## [Text extract]
August 30, 2014
Source: Triathlon Canada
EDMONTON—Calgary’s Stefan Daniel put a silver lining to a stellar season with a second-place finish at the Paratriathlon World Championships on Saturday in Edmonton.
Racing in just his second World Championships like a cagy veteran, the Alberta teenager thrilled the hometown that lined the streets of Hawrelak Park while posting a second-place time of 1:02:29 in the men’s arm impairment class (PT4).
“The course is really spectacular, really fun and challenging. I’m very happy with today’s race” beamed the 17-year-old Daniel. “I’m very happy with my swim today; I was a lot closer than last year. I’ve been doing a lot of bike training, which paid off - it’s a really challenging bike course.”
Daniel, who introduced himself to the paratriathlon world one year ago with a bronze-medal performance in London, has been the fastest athlete on the planet this year rattling off a golden hat trick in each of his three races including the National Championships.
“This season is the first where I’ve truly focused on paratriathlon, and I’m very happy with my progress,” said Daniel, who won four medals at the Canada Summer Games last year in swimming. “It’s been a fun year. I’ve done lots of junior elite races, which have helped with my progression and development in the paratriathlon.”
Daniel, who will take a few days off before returning to the National Sport School in Calgary will also focus on competing in cross-country running this fall. The multi-sport athletes shared the podium with Germany’s Martin Schulz who finished on top with a time of 1:01:03 and American, Chris Hammer, in third at 1:03:45.
Canada’s Chantal Denholm had a strong swim to help her finish fourth in the women’s PT4 category for the second straight season. The Winnipeg native clocked a time of 1:16:37 to finish just shy of the podium.

## [Given instruction 1]
Copy the listing word for word, from the line containing "Put a point on the golden" through the last line of the listing.

## [Rows]
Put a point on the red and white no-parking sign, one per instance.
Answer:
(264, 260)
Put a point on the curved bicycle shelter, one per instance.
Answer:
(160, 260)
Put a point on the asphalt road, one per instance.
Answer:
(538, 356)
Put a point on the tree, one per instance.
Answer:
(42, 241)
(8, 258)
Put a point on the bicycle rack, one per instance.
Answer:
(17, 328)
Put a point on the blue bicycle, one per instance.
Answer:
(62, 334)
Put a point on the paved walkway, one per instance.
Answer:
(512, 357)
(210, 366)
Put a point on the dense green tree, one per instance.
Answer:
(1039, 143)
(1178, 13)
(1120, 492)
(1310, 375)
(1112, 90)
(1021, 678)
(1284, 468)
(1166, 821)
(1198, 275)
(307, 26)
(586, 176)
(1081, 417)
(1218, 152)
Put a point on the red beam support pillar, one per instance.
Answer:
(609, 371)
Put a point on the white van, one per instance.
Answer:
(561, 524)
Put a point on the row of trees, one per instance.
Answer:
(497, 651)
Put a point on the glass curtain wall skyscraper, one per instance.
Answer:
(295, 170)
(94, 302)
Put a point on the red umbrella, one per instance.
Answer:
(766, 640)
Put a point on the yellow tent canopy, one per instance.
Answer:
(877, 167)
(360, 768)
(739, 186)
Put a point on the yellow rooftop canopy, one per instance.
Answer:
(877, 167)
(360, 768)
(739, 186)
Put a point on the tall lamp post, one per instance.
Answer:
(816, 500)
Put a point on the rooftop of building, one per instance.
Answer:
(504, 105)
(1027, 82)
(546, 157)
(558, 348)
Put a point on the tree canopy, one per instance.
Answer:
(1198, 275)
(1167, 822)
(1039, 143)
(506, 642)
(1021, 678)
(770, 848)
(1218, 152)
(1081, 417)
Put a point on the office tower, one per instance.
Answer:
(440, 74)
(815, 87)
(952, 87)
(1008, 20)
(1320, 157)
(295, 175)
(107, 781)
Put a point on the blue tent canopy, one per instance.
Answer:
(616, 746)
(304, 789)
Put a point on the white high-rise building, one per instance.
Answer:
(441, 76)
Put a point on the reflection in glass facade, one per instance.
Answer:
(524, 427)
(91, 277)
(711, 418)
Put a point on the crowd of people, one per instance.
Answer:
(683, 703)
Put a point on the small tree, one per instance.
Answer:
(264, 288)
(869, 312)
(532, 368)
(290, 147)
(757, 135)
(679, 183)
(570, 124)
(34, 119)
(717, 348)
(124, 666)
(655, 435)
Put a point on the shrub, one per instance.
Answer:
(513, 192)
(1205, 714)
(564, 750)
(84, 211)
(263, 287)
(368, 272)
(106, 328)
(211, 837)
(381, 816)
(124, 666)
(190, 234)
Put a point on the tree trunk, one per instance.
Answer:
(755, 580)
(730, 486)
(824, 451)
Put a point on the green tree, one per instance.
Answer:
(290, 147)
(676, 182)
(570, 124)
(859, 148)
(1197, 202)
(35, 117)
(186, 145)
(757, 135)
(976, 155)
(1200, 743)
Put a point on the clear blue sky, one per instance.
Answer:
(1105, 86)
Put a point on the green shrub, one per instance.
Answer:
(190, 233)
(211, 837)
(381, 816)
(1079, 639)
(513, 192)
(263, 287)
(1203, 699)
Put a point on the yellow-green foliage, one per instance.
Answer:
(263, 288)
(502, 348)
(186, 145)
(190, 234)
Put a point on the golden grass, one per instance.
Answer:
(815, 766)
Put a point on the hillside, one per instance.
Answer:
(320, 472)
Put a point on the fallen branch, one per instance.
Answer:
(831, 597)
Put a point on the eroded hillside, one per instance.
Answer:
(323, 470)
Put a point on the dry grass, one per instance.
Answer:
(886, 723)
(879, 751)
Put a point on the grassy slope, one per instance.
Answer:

## [Given instruction 2]
Continue the paratriathlon article from the point where it ends.

## [Exercise response 1]
Put a point on the golden grass, one per instance.
Answer:
(815, 766)
Put a point on the hillside, one per instance.
Answer:
(320, 472)
Put a point on the fallen branch, one per instance.
Answer:
(831, 597)
Put a point on the eroded hillside, one per instance.
Answer:
(323, 470)
Put a point on the dry grass, one per instance.
Answer:
(886, 723)
(879, 751)
Put a point on the grassy slope, one per instance.
Answer:

## [Exercise response 2]
“I knew exactly what I was getting into; I grew up here and spent 25 years of my life in this city, running up the hill we were biking. It’s a tough course, but a good tough,” said Denholm, who was racing on a new bike. “I was excited and a little nervous to race here.It’s always exciting to compete in Canada for Canada, but to do it in Edmonton took on a whole new meaning.”
Lauren Steadman, of Great Britain, clocked a golden time in the division with a time of 1:11:55.
Meanwhile, Ryan Van Praet, of Chatham, Ont., teamed up with his guide Austin Horn, of Victoria, BC, to finish ninth at 1:08:47 in the men’s visually impaired category (PT5).
“When you have three events like in triathlon, of course you want to knock it out in all three, so today is disappointing,” said Van Praet. The swim was chaotic, and left us chasing on the bike. That hill makes it a really challenging course, especially when you’re in chase mode. I had probably the best run of the season, so I have to be happy about that.
“Edmonton does such a fantastic job; the volunteers were falling over themselves to try to help us. It’s definitely the best experience of the year. The organizers are the friendliest.”
Christine Robbins was the only other Canadian to race and finishes sixth in the PT5 category with a time of 1:21:43.
Triathlon Canada has become increasingly more active in growing its paratriathlon program since the sport was introduced four years ago to debut at the 2016 Paralympic Games. In an attempt to maintain pace with the international growth, and increased competition at the elite level, Triathlon Canada has staged centralized training camps in advance of the World Championships over the last three years, and has increased racing opportunities at all levels both domestically and abroad. The focus is to contribute to Canada’s Paralympic medal count in 2016 and beyond.
“The sport is growing at a rapid pace around the world, and the performance bar is constantly being raised. Naming our first World Championship team of athletes this year is another critical step forward in developing medal-winners for Canada in Rio,” said Shaunna Taylor, high-performance director of paratriathlon. “Building a deep talent pool of athletes is critical to success in any sport so we look forward to introducing, and guiding, more athletes to our sport in an effort to build our domestic programs, with the ultimate goal of producing more Paralympic champions.”
The Paratriathlon consists of a 750-metre swim, 20-kilometre bike course, and a five-kilometre run. Paratriathletes use equipment racing wheelchairs and hand cycles, along with sighted guides for athletes with a visual impairment.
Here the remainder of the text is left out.